Location identification items

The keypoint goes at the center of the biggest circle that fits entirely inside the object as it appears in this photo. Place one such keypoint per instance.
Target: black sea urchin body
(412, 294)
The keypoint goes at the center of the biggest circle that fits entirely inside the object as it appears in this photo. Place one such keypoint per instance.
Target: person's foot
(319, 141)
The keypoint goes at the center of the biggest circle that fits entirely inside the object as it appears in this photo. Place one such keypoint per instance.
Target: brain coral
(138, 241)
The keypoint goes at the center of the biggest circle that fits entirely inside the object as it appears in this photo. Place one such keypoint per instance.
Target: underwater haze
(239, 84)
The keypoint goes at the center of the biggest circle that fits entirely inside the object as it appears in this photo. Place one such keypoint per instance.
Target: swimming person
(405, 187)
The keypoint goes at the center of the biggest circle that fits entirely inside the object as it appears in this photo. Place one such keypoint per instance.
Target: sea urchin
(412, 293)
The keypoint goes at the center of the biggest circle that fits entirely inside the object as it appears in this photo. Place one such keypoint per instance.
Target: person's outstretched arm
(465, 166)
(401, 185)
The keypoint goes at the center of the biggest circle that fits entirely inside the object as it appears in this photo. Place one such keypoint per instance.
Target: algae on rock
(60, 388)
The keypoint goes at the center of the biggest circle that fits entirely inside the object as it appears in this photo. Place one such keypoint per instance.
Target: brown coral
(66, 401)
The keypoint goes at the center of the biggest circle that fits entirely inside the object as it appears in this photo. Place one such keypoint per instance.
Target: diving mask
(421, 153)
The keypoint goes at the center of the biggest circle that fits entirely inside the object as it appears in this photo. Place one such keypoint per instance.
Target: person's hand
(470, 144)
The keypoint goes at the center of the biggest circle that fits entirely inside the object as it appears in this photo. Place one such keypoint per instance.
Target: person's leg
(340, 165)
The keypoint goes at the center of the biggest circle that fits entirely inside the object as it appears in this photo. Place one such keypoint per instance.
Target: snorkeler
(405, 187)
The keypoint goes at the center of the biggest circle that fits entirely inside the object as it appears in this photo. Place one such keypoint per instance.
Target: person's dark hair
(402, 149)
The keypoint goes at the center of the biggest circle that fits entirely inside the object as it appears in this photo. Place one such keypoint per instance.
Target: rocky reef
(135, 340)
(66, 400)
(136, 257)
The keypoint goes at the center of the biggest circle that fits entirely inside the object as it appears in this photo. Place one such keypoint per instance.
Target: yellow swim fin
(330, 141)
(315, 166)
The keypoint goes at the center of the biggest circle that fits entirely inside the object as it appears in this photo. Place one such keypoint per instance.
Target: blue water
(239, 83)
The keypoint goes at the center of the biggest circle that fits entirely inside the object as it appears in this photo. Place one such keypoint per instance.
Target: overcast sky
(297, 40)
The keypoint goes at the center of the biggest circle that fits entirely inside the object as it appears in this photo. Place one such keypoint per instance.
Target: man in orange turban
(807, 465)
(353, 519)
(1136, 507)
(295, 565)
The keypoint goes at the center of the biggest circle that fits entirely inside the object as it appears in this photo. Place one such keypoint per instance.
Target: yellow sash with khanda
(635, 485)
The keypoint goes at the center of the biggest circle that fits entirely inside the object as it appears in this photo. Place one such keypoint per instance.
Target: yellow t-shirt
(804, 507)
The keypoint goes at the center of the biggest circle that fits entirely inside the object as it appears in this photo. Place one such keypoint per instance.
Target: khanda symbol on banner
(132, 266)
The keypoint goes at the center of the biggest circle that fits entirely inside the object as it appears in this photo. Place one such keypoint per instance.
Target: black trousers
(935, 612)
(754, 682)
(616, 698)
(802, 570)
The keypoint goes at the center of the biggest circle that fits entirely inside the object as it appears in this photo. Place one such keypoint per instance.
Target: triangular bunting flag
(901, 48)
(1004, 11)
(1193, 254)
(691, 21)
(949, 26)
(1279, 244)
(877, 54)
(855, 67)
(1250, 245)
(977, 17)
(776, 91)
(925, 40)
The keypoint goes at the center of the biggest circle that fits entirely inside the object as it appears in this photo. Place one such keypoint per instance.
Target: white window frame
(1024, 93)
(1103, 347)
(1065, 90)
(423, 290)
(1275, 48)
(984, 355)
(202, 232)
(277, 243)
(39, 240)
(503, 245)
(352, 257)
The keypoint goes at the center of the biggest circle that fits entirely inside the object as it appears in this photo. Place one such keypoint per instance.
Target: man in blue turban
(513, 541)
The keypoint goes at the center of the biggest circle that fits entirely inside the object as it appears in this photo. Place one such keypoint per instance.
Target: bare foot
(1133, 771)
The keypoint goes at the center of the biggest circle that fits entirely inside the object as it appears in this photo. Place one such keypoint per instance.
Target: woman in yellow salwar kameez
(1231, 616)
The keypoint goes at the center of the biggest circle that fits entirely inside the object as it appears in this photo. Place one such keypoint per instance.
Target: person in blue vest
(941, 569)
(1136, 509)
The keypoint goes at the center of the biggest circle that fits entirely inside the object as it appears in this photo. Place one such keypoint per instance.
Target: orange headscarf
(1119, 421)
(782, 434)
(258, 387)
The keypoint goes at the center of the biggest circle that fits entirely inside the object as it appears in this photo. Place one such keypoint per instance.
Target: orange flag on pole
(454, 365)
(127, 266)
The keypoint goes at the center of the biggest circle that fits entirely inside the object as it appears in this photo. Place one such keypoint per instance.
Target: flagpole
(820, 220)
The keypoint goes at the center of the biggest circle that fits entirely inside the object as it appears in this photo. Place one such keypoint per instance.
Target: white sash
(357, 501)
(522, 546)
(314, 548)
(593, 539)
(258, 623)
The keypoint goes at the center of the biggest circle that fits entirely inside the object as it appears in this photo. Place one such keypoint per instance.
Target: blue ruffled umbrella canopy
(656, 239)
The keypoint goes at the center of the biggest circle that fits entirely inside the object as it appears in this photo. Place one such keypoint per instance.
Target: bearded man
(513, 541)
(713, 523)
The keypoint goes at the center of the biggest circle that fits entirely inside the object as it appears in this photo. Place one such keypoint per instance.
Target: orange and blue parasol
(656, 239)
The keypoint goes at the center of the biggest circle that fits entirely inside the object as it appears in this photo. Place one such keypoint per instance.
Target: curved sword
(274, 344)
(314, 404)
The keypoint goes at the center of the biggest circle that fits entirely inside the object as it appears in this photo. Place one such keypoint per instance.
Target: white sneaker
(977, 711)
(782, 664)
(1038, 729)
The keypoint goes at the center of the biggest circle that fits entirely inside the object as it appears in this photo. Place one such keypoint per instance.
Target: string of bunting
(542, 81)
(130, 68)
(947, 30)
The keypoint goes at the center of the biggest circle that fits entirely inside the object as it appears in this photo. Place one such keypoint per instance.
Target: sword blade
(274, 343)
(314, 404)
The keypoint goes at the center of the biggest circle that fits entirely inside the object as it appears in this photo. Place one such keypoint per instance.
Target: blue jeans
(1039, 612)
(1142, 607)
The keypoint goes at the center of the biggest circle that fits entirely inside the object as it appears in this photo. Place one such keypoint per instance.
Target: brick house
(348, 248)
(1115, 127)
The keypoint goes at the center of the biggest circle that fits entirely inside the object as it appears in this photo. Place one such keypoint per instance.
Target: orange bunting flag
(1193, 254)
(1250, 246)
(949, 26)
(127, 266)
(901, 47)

**What to produce**
Copy out each line exactly as written.

**Task solution**
The keypoint goes at the center of the biggest circle that fits entirely inside the object as it appears in this photo. Place one such keypoint per instance.
Target: black sea urchin body
(412, 294)
The keypoint goes at the center of the biggest circle that fits entirely inside the object as it appears in this photo. Place one such keypoint per instance.
Target: person's foot
(319, 141)
The keypoint goes at the center of the biggest circle that fits entirely inside the object as it appears in this photo. Place one such keypoint per instance.
Target: brain coral
(138, 241)
The keypoint goes at the center of the biggest circle that fits entirely inside the object as it appears in this photo. Place one such keypoint per instance.
Target: underwater haze
(239, 84)
The keypoint goes at the center of the biggest circle that fits entirely inside the object as it appears in this photo. Place one such keypoint per instance.
Target: swimming person
(405, 187)
The keypoint goes at the center of the biggest circle that fits entirely inside the object as it appears in this photo. Place one such keypoint per instance.
Target: sea urchin
(412, 293)
The keypoint goes at the center of the biggest circle that fits entirely inside the object as it appears in this photo. Place one such keypoint per instance.
Target: person's outstretched arm
(465, 166)
(401, 185)
The keypoint goes at the center of the biggest circle that fits entirely inside the object as it appears in this photo. Place one such keypoint per instance.
Target: algae on rock
(60, 388)
The keypoint goes at the center of the biggest circle that fits entirely inside the object as it appears in this photo. Place one such keypoint per instance.
Target: brown coral
(66, 401)
The keypoint goes at the center of the biggest circle that fits entirely inside the object as it appears in this photo. Place one such keypoint per instance.
Target: diving mask
(421, 153)
The keypoint goes at the center of the biggest circle that fits entirely inside the object as it appears in this photo. Place one such keypoint per instance.
Target: person's hand
(470, 144)
The keypoint goes at the center of the biggest circle that fits entirely inside the object as it appears in this photo. Place one such keypoint per instance.
Target: person's leg
(340, 165)
The keypoint goes at the center of the biggest circle that fits entirely inside the object as it appears in this photo. Place one such keypoint per instance.
Target: snorkeler
(405, 187)
The keypoint goes at the center of the biggest circle that fits entirely inside the object as it appears in this photo. Place one such keypoint per instance.
Target: person's dark hair
(402, 149)
The keypoint goes at the center of the biggest circle that fits entirely inside the object as it appears in this photo. Place one such keypoint per instance.
Target: rocky reef
(135, 340)
(66, 400)
(136, 257)
The keypoint goes at the center of the biggest circle that fits entirely inside the object as it appears in this photo. Place one such keypoint per instance.
Target: yellow swim fin
(330, 141)
(315, 166)
The keypoint goes at the center of the biggest circle that fits entirely inside the object as it appears in this photo. Place one such keypoint per instance.
Target: blue water
(239, 83)
The keypoint goes at the center of the biggest circle that fits entirely inside the object as it appears in this photo. Place one such keypoint per instance.
Target: overcast sky
(297, 40)
The keypoint goes at the center of the biggest circle that fits entirely inside the object as it appears in this photo. Place one such keypoint per instance.
Target: man in orange turban
(807, 465)
(353, 519)
(1136, 507)
(295, 565)
The keypoint goes at the center of the biggest circle that fits entirely inside the object as it appears in this photo. Place one such keypoint per instance.
Target: yellow sash with khanda
(635, 485)
The keypoint goes at the center of the biggest circle that fits entirely inside the object as it appears in this photo. Place one such keypoint per instance.
Target: yellow t-shirt
(804, 507)
The keypoint goes at the center of the biggest circle that fits entirely inside the object as it appears in this photo. Place one such keypoint per instance.
Target: khanda symbol on banner
(132, 266)
The keypoint goes at the center of the biggest circle that fits entirely inside the object as it appears in this photo. Place one such keypoint per instance.
Target: black trousers
(935, 612)
(754, 682)
(616, 698)
(802, 570)
The keypoint goes at the center of the biggest circle that fits entirely inside the object as it appears in this photo. Place one such keypoint per instance.
Target: triangular bunting flag
(901, 48)
(1004, 11)
(1193, 254)
(691, 21)
(949, 26)
(1279, 244)
(877, 54)
(855, 67)
(1250, 245)
(977, 17)
(776, 91)
(925, 40)
The keypoint goes at the center of the biggest circle that fits entirely inside the object as it appears in this photo. Place one such keypoint per instance.
Target: white window frame
(1024, 93)
(1103, 347)
(1065, 90)
(423, 290)
(1275, 48)
(984, 355)
(202, 232)
(277, 243)
(39, 240)
(503, 245)
(352, 257)
The keypoint goes at the center of the biggest circle that fits entirely inside the object as it appears in this photo. Place one such keypoint per instance.
Target: man in blue turban
(513, 541)
The keypoint goes at the center of the biggest circle that fits entirely inside the object as it appears in this photo. Place one such keypoint per instance.
Target: bare foot
(1133, 771)
The keypoint goes at the center of the biggest circle that fits entirely inside the object as it appears in this photo. Place one such keypoint per instance.
Target: woman in yellow salwar kameez
(1231, 616)
The keypoint goes at the center of the biggest circle that fits entirely inside the object as it appears in this photo. Place one such keypoint per instance.
Target: person in blue vest
(941, 569)
(1136, 509)
The keypoint goes at the center of the biggest circle that fits entirely inside the object as it appears in this photo. Place one such keypoint per instance.
Target: orange headscarf
(1119, 421)
(782, 434)
(258, 387)
The keypoint goes at the center of the biggest circle that fits entirely inside the object as it appears in this photo. Place one such keypoint per instance.
Target: orange flag on pole
(454, 365)
(127, 266)
The keypoint goes at the center of the biggest circle that fits entirely inside the object as it appears in this photo. Place one such keypoint per instance.
Target: flagpole
(820, 220)
The keypoint goes at the center of the biggest circle that fits entirely inside the object as it appears in this photo. Place one such keypoint per instance.
Target: white sash
(357, 501)
(522, 546)
(314, 548)
(593, 539)
(258, 623)
The keypoint goes at the center of the biggest circle that fits entirely inside the object as it appears in this photo. Place one such keypoint per instance.
Target: blue ruffled umbrella canopy
(656, 239)
The keypoint goes at the center of the biggest circle that fits entirely inside the object as it appears in this photo. Place one such keypoint per instance.
Target: bearded man
(513, 541)
(713, 523)
The keypoint goes at the center of the biggest circle that fits entirely inside the object as it appears in this photo. Place one such keypoint per instance.
Target: orange and blue parasol
(656, 239)
The keypoint goes at the center of the biggest circle that fits entirely inside the object as it appears in this photo. Place one such keypoint per instance.
Target: curved sword
(274, 344)
(314, 404)
The keypoint goes at the center of the biggest circle that fits entirely inside the object as it appears in this photo. Place one such keypoint per instance.
Target: white sneaker
(977, 711)
(782, 664)
(1038, 729)
The keypoint goes at the center of the biggest circle that fits entirely inside the object as it appears in this photo. Place one such keypoint per instance.
Target: string of bunting
(542, 81)
(130, 68)
(947, 30)
The keypoint goes at the center of the biggest circle that fits entirely inside the object as it appears in this photo. Place one such keypoint per instance.
Target: sword blade
(274, 343)
(314, 404)
The keypoint goes at the center of the biggest circle that fits entirely inside the object as it appears in this photo. Place one such keypoint per instance.
Target: blue jeans
(1039, 612)
(1142, 607)
The keypoint goes at the center of the biggest circle that fits entirely inside the object as it appears in this photo. Place one such keypoint per instance.
Target: brick house
(348, 248)
(1115, 127)
The keypoint goes at the center of the biggest circle that fits entirely inside the object as it appears in this photo. Place one such keypoint per instance.
Target: orange bunting flag
(1193, 254)
(1250, 246)
(949, 26)
(127, 266)
(901, 47)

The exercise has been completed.